STUDY MATERIAL:
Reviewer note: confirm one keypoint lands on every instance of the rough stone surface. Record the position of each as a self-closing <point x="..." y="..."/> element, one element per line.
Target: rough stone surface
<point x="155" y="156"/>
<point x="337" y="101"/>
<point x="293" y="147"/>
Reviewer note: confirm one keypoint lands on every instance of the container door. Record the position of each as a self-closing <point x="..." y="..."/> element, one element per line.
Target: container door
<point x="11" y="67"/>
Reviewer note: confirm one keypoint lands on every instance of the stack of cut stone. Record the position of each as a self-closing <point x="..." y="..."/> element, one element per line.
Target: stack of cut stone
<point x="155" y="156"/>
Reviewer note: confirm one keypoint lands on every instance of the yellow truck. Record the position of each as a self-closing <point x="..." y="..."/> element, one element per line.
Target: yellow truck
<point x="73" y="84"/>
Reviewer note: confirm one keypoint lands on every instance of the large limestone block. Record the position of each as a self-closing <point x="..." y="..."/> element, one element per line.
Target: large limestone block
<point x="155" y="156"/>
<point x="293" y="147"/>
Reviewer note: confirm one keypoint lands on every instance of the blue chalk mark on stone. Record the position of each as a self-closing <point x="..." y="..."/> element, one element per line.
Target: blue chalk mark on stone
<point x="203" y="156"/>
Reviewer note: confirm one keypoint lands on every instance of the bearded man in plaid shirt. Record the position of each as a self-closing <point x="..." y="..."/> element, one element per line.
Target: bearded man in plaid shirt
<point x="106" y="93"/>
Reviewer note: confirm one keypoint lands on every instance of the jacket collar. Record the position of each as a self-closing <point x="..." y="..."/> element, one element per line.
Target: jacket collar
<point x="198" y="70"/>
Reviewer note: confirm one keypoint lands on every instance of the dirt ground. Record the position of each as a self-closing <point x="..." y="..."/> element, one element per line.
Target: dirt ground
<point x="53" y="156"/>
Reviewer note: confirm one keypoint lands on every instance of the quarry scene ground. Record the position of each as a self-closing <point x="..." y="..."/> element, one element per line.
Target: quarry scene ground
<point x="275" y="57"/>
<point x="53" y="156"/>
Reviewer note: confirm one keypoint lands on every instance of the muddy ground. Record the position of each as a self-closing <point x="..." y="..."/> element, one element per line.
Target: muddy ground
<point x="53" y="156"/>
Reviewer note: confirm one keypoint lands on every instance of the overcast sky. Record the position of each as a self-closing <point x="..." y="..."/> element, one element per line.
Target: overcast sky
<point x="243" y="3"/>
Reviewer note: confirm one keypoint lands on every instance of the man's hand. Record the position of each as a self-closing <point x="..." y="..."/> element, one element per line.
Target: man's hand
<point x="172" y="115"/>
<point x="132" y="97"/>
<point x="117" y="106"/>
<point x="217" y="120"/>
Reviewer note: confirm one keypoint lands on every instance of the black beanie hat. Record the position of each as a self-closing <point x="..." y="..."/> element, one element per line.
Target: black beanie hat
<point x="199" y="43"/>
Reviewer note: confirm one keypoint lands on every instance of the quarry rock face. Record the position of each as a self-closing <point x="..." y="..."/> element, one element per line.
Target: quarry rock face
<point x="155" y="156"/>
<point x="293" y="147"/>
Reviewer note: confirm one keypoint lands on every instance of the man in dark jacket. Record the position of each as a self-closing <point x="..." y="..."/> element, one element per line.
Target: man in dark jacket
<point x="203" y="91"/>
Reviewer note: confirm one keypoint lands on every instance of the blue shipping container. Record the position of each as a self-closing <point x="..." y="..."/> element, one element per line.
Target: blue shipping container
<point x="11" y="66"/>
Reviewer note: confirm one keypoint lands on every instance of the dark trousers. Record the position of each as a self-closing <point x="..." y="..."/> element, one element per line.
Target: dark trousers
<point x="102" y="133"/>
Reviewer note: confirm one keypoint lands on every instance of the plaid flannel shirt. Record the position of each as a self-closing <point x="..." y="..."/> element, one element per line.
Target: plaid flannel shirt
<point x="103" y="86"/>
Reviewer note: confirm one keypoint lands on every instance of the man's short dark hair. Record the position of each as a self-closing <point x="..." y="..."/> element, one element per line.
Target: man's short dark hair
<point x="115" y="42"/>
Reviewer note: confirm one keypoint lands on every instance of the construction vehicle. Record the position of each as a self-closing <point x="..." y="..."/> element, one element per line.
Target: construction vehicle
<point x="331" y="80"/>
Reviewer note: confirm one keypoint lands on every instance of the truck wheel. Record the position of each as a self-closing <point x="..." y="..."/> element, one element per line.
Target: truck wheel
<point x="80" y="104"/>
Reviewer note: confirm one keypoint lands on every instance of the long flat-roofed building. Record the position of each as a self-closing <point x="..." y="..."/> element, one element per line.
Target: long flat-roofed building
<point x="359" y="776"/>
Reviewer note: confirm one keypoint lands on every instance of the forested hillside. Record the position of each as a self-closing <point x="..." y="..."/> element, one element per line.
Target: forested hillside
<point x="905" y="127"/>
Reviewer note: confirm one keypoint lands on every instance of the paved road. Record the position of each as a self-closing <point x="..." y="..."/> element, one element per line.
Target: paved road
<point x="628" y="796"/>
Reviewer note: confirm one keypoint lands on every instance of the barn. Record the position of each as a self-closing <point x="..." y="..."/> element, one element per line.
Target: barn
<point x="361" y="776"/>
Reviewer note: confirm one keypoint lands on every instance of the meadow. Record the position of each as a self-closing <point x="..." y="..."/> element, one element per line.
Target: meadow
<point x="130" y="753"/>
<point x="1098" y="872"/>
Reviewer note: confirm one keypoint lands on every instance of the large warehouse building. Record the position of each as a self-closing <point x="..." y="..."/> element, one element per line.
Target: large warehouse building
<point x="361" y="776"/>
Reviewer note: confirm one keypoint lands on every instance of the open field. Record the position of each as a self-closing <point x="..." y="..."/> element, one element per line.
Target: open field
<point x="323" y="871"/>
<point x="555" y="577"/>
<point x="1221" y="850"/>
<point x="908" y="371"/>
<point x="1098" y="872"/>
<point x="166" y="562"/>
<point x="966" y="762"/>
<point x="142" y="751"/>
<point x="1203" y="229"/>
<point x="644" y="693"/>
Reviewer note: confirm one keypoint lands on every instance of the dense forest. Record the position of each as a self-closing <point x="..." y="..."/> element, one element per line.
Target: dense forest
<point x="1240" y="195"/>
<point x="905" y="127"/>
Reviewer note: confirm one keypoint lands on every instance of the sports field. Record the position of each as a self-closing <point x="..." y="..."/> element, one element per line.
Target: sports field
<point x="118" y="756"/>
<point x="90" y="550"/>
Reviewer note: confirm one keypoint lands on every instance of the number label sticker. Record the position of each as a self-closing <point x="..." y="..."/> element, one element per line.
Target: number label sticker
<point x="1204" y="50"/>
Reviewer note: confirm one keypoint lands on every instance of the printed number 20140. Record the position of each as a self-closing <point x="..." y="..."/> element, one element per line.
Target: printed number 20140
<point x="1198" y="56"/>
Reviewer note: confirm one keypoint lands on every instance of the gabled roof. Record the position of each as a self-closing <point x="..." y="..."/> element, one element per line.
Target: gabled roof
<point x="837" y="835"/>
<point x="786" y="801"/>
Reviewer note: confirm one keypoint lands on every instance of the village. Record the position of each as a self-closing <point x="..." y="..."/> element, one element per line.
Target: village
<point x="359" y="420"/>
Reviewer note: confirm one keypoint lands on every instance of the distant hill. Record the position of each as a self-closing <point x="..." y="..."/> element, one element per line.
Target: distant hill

HOW TO COMPLETE THIS TASK: Which lines in the listing have the string "distant"? Pick them out and copy them.

YOUR RESPONSE:
Reviewer note: confirm one keypoint lands on every instance of the distant hill. Record the position of each as a self-closing <point x="..." y="..."/> element, one element per line.
Target: distant hill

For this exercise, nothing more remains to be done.